━━ AVAILABLE DATA
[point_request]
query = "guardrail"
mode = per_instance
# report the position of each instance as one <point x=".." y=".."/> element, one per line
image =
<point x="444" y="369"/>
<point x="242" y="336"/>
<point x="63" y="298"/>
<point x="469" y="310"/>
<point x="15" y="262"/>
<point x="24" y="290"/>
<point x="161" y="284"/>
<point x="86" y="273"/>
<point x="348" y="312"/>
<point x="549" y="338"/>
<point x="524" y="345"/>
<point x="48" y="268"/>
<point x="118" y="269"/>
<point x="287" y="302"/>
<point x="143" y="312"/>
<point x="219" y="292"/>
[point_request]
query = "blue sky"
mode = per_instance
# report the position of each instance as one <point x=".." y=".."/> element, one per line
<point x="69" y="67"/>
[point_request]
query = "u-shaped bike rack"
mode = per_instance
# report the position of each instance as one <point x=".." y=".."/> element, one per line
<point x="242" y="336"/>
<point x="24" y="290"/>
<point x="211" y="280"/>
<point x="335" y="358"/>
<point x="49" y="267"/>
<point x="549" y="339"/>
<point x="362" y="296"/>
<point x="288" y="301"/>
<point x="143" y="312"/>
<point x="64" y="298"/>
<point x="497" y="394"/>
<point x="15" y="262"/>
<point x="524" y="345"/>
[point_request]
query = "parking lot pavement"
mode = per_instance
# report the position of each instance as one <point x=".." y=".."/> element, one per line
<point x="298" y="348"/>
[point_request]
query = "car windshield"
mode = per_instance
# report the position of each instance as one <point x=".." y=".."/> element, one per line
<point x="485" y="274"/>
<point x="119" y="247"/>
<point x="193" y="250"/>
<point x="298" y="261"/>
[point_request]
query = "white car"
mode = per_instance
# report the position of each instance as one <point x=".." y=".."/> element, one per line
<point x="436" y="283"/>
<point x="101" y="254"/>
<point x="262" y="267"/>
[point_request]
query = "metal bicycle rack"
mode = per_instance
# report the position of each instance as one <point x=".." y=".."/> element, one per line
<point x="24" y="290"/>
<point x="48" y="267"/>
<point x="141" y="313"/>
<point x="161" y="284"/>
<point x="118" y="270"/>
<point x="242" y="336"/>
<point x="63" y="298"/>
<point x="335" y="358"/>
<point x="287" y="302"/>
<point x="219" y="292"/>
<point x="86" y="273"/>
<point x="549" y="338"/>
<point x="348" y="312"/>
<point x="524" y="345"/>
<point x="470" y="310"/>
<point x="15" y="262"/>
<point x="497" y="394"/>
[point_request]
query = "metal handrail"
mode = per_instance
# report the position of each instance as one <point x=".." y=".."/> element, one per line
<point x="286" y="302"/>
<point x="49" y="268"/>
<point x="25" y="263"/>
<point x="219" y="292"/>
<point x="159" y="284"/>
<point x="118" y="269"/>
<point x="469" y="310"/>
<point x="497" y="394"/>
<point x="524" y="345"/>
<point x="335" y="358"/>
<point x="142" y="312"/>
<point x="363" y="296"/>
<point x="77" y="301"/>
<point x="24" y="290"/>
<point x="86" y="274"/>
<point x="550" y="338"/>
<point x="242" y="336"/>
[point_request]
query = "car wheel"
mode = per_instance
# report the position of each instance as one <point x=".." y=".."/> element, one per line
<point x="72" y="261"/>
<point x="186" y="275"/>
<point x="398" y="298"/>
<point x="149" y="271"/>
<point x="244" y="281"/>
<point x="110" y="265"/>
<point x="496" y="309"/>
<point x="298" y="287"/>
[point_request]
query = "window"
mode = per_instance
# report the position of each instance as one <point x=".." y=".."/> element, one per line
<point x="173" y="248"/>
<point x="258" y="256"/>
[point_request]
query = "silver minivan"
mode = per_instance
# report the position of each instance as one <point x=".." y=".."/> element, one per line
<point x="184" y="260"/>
━━━━
**STATED GOAL**
Output every line above without altering anything.

**RESULT OF THIS EXERCISE**
[point_request]
query = "guardrail"
mode = per_instance
# report the position of each instance as one <point x=".." y=".."/> element, one per line
image =
<point x="444" y="369"/>
<point x="242" y="336"/>
<point x="63" y="298"/>
<point x="469" y="310"/>
<point x="15" y="262"/>
<point x="24" y="290"/>
<point x="161" y="284"/>
<point x="86" y="273"/>
<point x="348" y="312"/>
<point x="549" y="338"/>
<point x="524" y="345"/>
<point x="48" y="268"/>
<point x="118" y="269"/>
<point x="287" y="302"/>
<point x="143" y="312"/>
<point x="219" y="292"/>
[point_request]
query = "blue sky"
mode = per_instance
# report the position of each instance as one <point x=".." y=".."/> element, one per line
<point x="69" y="67"/>
[point_request]
query = "u-shaped bike rack"
mode = per_instance
# report the position of each instance as one <point x=".." y=".."/> element, one per line
<point x="242" y="336"/>
<point x="24" y="290"/>
<point x="211" y="280"/>
<point x="335" y="358"/>
<point x="49" y="267"/>
<point x="549" y="339"/>
<point x="362" y="296"/>
<point x="288" y="301"/>
<point x="143" y="312"/>
<point x="64" y="298"/>
<point x="497" y="394"/>
<point x="15" y="262"/>
<point x="524" y="345"/>
[point_request]
query = "parking lot pavement"
mode = per_instance
# report the position of each instance as one <point x=".." y=".."/> element, one per line
<point x="298" y="348"/>
[point_request]
query = "car windshield"
mode = per_instance
# report the position of each instance as one <point x=".." y=".."/> element, one per line
<point x="485" y="274"/>
<point x="119" y="247"/>
<point x="193" y="250"/>
<point x="298" y="261"/>
[point_request]
query = "white car"
mode = per_instance
# report the position of each instance as one <point x=".." y=".."/> element, one per line
<point x="436" y="283"/>
<point x="101" y="254"/>
<point x="262" y="267"/>
[point_request]
query = "metal bicycle rack"
mode = per_instance
# report the position of each instance as one <point x=".." y=".."/> element, one per line
<point x="24" y="290"/>
<point x="48" y="267"/>
<point x="141" y="313"/>
<point x="161" y="284"/>
<point x="118" y="270"/>
<point x="242" y="336"/>
<point x="63" y="298"/>
<point x="335" y="358"/>
<point x="287" y="302"/>
<point x="219" y="292"/>
<point x="86" y="273"/>
<point x="549" y="338"/>
<point x="348" y="312"/>
<point x="524" y="345"/>
<point x="470" y="310"/>
<point x="15" y="262"/>
<point x="497" y="394"/>
[point_request]
query = "metal handrail"
mode = per_instance
# report the position of each instance as one <point x=".." y=".."/> element, one per line
<point x="286" y="302"/>
<point x="49" y="268"/>
<point x="25" y="263"/>
<point x="219" y="292"/>
<point x="159" y="284"/>
<point x="118" y="269"/>
<point x="469" y="310"/>
<point x="497" y="394"/>
<point x="524" y="345"/>
<point x="335" y="358"/>
<point x="142" y="312"/>
<point x="363" y="296"/>
<point x="77" y="301"/>
<point x="24" y="290"/>
<point x="86" y="274"/>
<point x="550" y="338"/>
<point x="242" y="336"/>
[point_request]
query = "car wheel"
mode = per_instance
# report the position of each instance as one <point x=".." y=".."/> element, one per line
<point x="72" y="261"/>
<point x="186" y="275"/>
<point x="398" y="298"/>
<point x="149" y="271"/>
<point x="244" y="281"/>
<point x="110" y="265"/>
<point x="496" y="309"/>
<point x="298" y="287"/>
[point_request]
query = "window"
mode = per_instance
# report the position of each instance as one <point x=".." y=".."/> element, one per line
<point x="173" y="248"/>
<point x="258" y="256"/>
[point_request]
query = "silver minivan"
mode = per_instance
# report the position of each instance as one <point x=".." y=".."/> element, one per line
<point x="184" y="260"/>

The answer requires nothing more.